Work to complete
Please give back every entry in full, word for word, but none of the pictures.

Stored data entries

####

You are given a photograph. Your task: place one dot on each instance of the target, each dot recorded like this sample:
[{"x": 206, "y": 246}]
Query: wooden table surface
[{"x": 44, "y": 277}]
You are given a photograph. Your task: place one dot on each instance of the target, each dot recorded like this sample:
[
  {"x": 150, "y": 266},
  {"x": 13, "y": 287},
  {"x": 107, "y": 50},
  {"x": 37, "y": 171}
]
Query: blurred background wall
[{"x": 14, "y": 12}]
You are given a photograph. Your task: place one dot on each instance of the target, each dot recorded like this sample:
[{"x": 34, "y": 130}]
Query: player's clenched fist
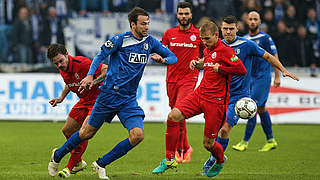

####

Response to the task
You are given a photograph. Your task: place one dot on each instance of the target, each dot recorded like this sample:
[{"x": 206, "y": 246}]
Query: wooden table surface
[{"x": 44, "y": 277}]
You are given a photograph. Your task: place one dot on each instance of the target, each dot recorded like this sample:
[
  {"x": 150, "y": 266},
  {"x": 13, "y": 287},
  {"x": 107, "y": 50},
  {"x": 37, "y": 171}
]
Query: blurred background wall
[{"x": 14, "y": 12}]
You are given a photograph. Your task: place one dot on each instance of the target, each dot recorded like this sample:
[{"x": 34, "y": 130}]
Query: player's clenched fist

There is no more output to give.